- Material -
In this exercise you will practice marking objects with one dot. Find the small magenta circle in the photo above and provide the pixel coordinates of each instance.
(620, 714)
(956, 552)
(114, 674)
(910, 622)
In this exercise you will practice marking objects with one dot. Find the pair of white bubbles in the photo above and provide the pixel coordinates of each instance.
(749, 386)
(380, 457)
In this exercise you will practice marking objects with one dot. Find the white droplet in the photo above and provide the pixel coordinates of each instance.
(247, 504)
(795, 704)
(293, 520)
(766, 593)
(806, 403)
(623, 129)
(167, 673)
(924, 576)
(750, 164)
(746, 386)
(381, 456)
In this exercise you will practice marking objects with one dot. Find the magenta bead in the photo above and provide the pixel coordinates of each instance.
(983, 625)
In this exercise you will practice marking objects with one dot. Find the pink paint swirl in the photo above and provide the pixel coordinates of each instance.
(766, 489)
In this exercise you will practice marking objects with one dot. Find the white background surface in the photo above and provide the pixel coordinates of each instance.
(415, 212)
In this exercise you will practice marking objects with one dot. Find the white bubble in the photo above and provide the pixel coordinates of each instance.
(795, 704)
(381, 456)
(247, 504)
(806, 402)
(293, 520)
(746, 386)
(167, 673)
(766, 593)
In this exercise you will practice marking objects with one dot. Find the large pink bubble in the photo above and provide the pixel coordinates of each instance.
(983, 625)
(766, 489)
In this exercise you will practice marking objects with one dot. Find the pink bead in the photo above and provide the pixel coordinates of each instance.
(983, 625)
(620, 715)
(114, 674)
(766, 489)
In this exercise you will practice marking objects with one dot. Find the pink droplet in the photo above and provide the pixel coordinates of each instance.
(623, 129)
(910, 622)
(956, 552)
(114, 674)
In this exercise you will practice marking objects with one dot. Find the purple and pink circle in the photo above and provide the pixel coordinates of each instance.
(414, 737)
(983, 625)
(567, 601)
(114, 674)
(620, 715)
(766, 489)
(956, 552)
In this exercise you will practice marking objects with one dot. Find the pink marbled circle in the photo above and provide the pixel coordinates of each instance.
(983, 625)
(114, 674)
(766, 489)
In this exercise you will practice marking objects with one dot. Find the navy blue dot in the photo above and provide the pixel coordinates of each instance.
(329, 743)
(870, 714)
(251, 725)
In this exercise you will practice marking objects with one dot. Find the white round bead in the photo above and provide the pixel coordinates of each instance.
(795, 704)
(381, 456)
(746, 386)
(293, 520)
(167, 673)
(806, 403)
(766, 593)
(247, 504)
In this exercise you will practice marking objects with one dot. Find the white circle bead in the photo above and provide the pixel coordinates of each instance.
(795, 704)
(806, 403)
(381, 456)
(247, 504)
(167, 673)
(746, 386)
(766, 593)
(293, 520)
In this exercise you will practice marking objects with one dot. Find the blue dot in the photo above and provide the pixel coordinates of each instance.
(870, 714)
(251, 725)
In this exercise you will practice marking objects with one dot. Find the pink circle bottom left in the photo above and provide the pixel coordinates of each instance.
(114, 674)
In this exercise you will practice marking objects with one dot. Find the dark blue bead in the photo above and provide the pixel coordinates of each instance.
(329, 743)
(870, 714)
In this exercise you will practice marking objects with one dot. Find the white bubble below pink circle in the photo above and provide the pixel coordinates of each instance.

- Stated task -
Produce an exact copy of the whole listing.

- Solution to this task -
In this exercise you will practice marking objects with one dot. Find the small magenta circle in the photo above and provide the pixel coordinates of each instance.
(620, 714)
(956, 552)
(114, 674)
(910, 622)
In this exercise you will practice marking objects with one dot. Find the pair of white bubbles in the photo above and provide the pixel coordinates of each instance.
(749, 386)
(380, 457)
In this exercise you will practice marking objects with one dot. Find the white droplet in the photo above and provide the pixel coordinates of each instance.
(247, 504)
(795, 704)
(293, 520)
(766, 593)
(806, 403)
(623, 129)
(167, 673)
(924, 576)
(750, 164)
(746, 386)
(381, 456)
In this exercise you will practice marking objects with one dot. Find the magenta bead in the photo above and provide the pixel coordinates of each instance.
(983, 625)
In this exercise you will practice marking objects with one dot. Find the pink paint swirl in the photo above and provide the pixel coordinates of each instance.
(766, 489)
In this exercise you will practice marking objects with one dot. Find the white background surface in the photo above and provide the pixel coordinates of each instance.
(415, 212)
In this exercise you will practice marking objects with one dot. Find the white bubble in the photo above and provide the pixel coordinates of each instance.
(795, 704)
(381, 456)
(247, 504)
(806, 402)
(293, 520)
(746, 386)
(167, 673)
(766, 593)
In this exercise you will practice marking objects with one dot. Find the large pink bubble in the photo above and provide the pixel coordinates of each instance.
(983, 625)
(766, 489)
In this exercise you will practice marking objects with one dot. Find the pink bead in the photo above and provide the pixel coordinates of each instance.
(983, 625)
(620, 715)
(114, 674)
(766, 489)
In this exercise you will practice marking objects with one dot. Find the pink droplet in the photo above and provide the pixel coordinates of each instance.
(623, 129)
(910, 622)
(956, 552)
(114, 674)
In this exercise you will practice marking objects with one dot. Find the purple and pink circle in the photo above and provide the pixel coordinates of each instance.
(414, 737)
(983, 625)
(567, 601)
(114, 674)
(620, 715)
(766, 489)
(956, 552)
In this exercise you will practice marking objects with one dot. Find the pink marbled circle in the photo above and provide the pixel coordinates of each instance.
(983, 625)
(114, 674)
(766, 489)
In this exercise you will practice marking objects with one dot. Find the navy blue dot in the photo above and provide the pixel coordinates of each instance.
(329, 743)
(870, 714)
(251, 725)
In this exercise you will practice marking objects with one dot. Find the white round bead in the photo above and provide the pixel coordinates of each instance.
(795, 704)
(381, 456)
(746, 386)
(293, 520)
(167, 673)
(806, 403)
(766, 593)
(247, 504)
In this exercise you will practice marking objects with one dot. Find the white circle bead in the photo above and provide the pixel coordinates of each instance.
(795, 704)
(806, 403)
(381, 456)
(247, 504)
(167, 673)
(746, 386)
(766, 593)
(293, 520)
In this exercise you will practice marking objects with one dot. Find the blue dot in the photo above and provide the pixel coordinates of each instance.
(870, 714)
(251, 725)
In this exercise you will practice marking objects with one dot. Find the pink circle bottom left in the photo above and provide the pixel coordinates of each instance.
(114, 674)
In this exercise you will practice marking objects with one dot. Find the dark blue bead in the photo above and provide the pixel coordinates of each instance.
(329, 743)
(870, 714)
In this exercise you will practice marking objects with one dot. Find the white bubble below pink circle in the photo above and provide the pixel coordinates of each instance.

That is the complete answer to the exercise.